Problem details:
Excluding all pictures, please output the listing exactly.

Data excerpts:
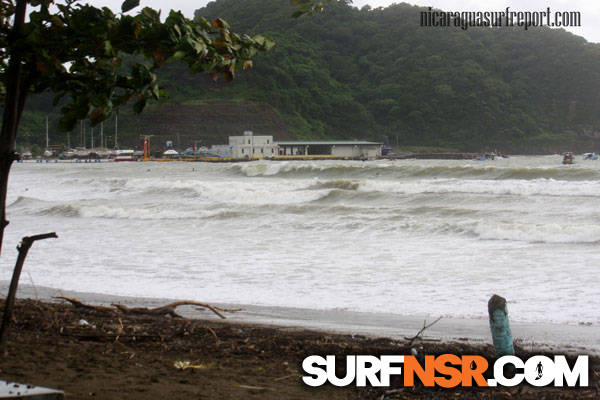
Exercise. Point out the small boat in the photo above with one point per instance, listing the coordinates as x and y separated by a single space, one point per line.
125 155
568 158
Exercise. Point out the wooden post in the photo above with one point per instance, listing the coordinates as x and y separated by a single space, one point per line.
500 327
23 248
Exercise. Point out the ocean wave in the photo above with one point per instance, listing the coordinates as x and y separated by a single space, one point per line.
335 184
408 170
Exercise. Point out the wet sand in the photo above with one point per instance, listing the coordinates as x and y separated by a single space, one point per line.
573 339
112 356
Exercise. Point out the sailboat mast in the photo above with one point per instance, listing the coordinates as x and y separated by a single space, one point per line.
47 138
116 131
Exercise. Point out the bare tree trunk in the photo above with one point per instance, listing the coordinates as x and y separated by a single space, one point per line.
16 92
14 283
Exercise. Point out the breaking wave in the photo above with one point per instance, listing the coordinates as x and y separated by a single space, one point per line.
409 169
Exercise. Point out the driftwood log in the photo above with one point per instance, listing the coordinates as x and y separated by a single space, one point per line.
167 309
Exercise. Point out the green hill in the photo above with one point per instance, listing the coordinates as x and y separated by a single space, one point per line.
377 74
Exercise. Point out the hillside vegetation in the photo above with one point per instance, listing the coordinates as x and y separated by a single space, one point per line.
377 74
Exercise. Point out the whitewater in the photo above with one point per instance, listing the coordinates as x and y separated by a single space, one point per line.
406 237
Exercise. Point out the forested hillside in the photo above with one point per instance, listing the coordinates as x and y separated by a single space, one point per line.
377 74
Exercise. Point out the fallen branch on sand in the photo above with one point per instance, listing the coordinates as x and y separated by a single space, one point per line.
168 309
418 335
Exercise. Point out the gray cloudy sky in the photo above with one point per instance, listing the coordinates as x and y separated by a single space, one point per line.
590 9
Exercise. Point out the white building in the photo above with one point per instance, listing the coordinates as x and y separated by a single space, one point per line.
337 148
246 146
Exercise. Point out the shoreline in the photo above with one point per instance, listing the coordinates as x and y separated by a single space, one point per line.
104 355
552 337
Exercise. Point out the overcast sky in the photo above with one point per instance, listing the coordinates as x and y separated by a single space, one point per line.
590 9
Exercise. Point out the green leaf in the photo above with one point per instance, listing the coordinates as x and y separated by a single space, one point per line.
129 5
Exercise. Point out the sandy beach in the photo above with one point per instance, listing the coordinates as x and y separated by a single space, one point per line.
91 354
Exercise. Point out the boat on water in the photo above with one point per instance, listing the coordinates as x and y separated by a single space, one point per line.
125 155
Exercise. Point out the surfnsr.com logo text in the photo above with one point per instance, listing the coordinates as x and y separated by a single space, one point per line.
446 370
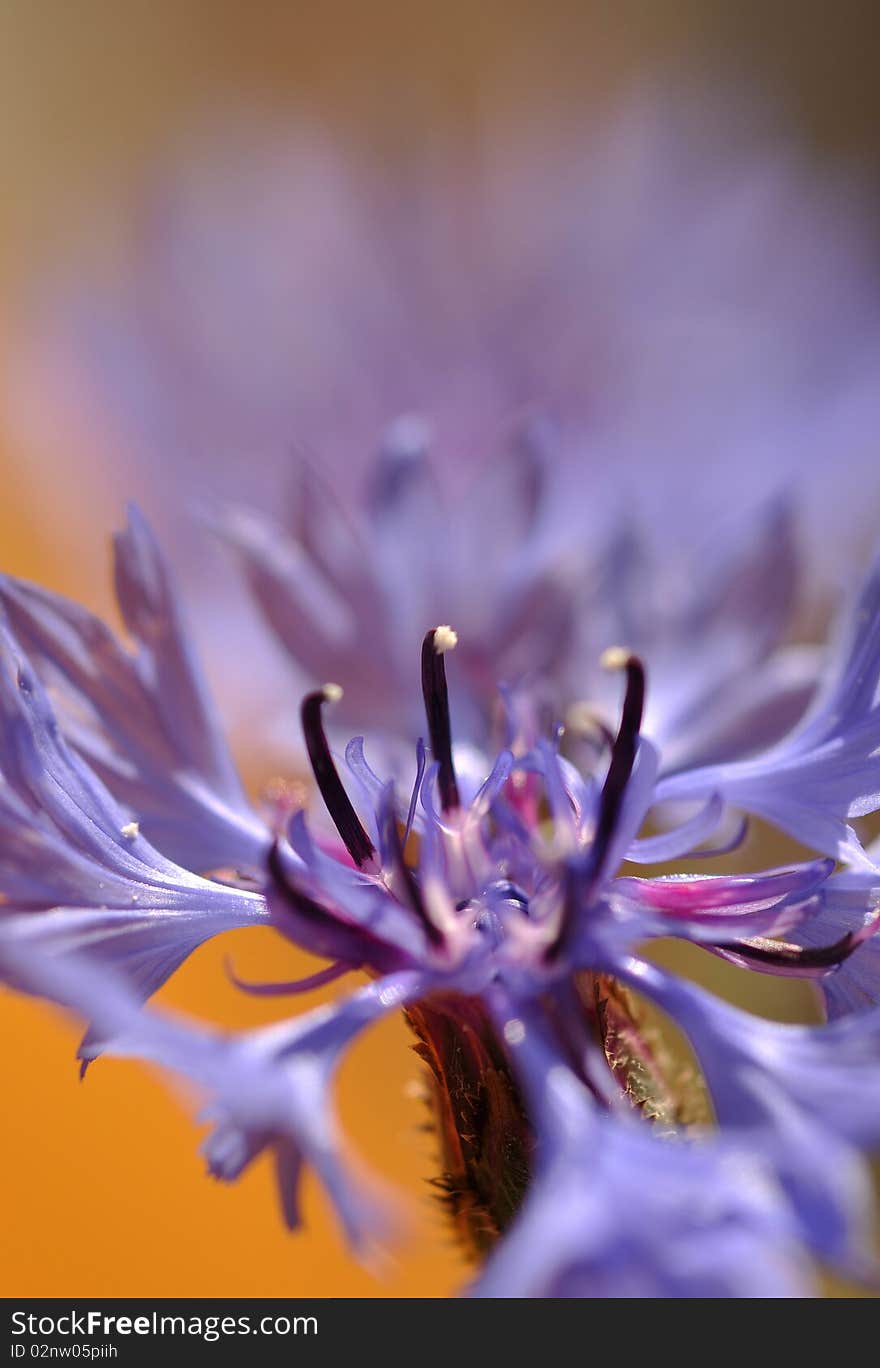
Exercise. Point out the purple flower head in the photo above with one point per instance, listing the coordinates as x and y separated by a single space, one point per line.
516 824
490 904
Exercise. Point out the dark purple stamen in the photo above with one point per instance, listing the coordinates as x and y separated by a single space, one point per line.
783 958
623 757
318 915
335 799
437 709
586 872
394 847
334 937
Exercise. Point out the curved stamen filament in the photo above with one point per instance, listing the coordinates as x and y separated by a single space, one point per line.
585 874
335 799
392 842
799 961
435 694
623 750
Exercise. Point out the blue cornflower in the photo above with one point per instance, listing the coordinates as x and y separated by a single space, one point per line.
492 906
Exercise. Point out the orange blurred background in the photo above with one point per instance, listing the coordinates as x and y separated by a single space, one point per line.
103 1189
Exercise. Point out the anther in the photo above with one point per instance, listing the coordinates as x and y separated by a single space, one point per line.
335 799
435 695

Expected answer:
Exercise. Point out the small boat in the photo above with one point per instance, listing the coordinates as x and y separated by a single space, one point per line.
125 155
568 158
Exercise. Point out the wooden post in the photo above with one point per instance, listing the coordinates as x and y separated by a single space, one point per line.
500 327
23 248
Exercise. Point out the ocean wave in the photo above with one point per instance, listing the coordinates as x and y separated by a single space, one point per line.
335 184
408 170
Exercise. Point out the wet sand in the photo above with one point per instance, listing the coordinates as x and y separated by a single space, one point per line.
573 339
112 356
Exercise. Point out the sailboat mast in the photo above with one point per instance, listing the coordinates as x and y separated by a single space, one point per line.
47 138
116 131
Exercise. Point out the bare tree trunk in the photo above with one point per instance, listing the coordinates as x and y separated by a single space, one point per line.
16 92
14 283
Exercise. Point out the breaking wave in the photo above with one point per instance, listing the coordinates as x and y separated by a single space, one point per line.
409 169
Exercise. Point out the driftwood log in the photo above with one point per instance, listing the coordinates as x and y separated by a single space, one point per line.
167 309
Exercise. Point out the green hill in the photo above with one point per instance, listing the coordinates as x and y separated by a single space, one point per line.
377 74
Exercise. Point out the hillside vegetation in the photo above with one point per instance, listing the coordinates as x and y separated by a single space, one point per line.
377 74
Exercise. Point out the whitewater in the photo above with one point per instance, listing the coordinates as x and y separated by a single space, one point per line.
406 237
Exercise. Point out the forested hillside in the photo above with one point per instance, listing the coordinates as x and y separated by a single space, one point per line.
377 74
Exercise. Point out the fallen branch on sand in the photo above with one point per instance, listing the coordinates as x and y separated by a single space, one point per line.
168 309
418 335
Exercise. Point out the gray cloudy sky in the photo above with one point per instance, listing the coordinates as x and y separated by a single space, one point per line.
590 9
Exercise. Point out the white building in the photo above with one point per instance, listing the coordinates as x and y separated by a single space, one point per line.
337 148
246 146
Exercise. Point out the shoreline in the photo above with one point per instance, listing the coordinates as x and y separated by a single space, one point per line.
104 355
552 337
Exercise. Point out the overcast sky in the photo above with one point per instance, listing the coordinates as x and y separated by a single space, one point per line.
590 9
Exercise. Point out the green leaf in the photo above with one point per instance, listing the coordinates as x and y separated by a single space, one point per line.
129 5
Exercise. Point out the sandy beach in the photo above with one point per instance, listing the coordinates as x and y separated by a single space, one point per line.
91 354
Exercise. Point out the boat on water in the photo above with one point per instance, listing the coordinates as x and y separated by a single space, one point per line.
125 155
Exercise. Point out the surfnsr.com logo text in the photo above with one point per instance, listing the coordinates as x and y separated by a single space, one point per line.
446 370
Exercise. Point out the purple flower head in the photo above with one point per instance, listing the coordinates as x and y separated by a single space, one point per line.
516 824
490 904
Exercise. Point out the dark purple stamen in the photo above with one point per instance, listing the coordinates as x and y separated by a single space, one point per line.
783 958
623 757
318 915
335 799
437 709
586 872
394 847
334 937
Exercise. Point out the curved stamen filament in the photo above with one point per instance, listing the coordinates as x and y separated by a single space, one point per line.
585 874
335 799
392 842
799 961
435 694
623 750
Exercise. Point out the blue cornflower in the photo above with one point per instance, listing the coordinates as x and y separated by a single space, one point per line.
492 906
Exercise. Point out the orange blurred background in the photo above with one point per instance, listing the coordinates as x and y separated by a single space, one point per line.
103 1189
Exercise. Point out the anther in the photo above with one point per instance, listing the coordinates as x and y separated by a single space, one point per line.
335 799
435 695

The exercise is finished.